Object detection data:

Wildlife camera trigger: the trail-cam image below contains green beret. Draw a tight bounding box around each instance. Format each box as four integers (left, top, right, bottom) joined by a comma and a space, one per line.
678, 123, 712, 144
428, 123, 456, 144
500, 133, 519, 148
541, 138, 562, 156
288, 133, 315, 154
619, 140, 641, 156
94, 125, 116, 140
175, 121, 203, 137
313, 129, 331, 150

* Written task *
Rename "bounding box" to "rectangle" wherever it occurs in the data above, and reproduce the rest of the data unchanged.

* Response to the task *
Wildlife camera trigger: the trail-cam image below contains green beret. Draw a tight rectangle around each instance. Format each box as four integers (left, top, right, bottom) joined by a comma and a space, one per line.
678, 123, 712, 144
428, 123, 456, 144
500, 133, 519, 148
541, 138, 562, 156
288, 133, 315, 154
619, 140, 641, 156
94, 125, 116, 140
175, 121, 203, 137
313, 129, 331, 150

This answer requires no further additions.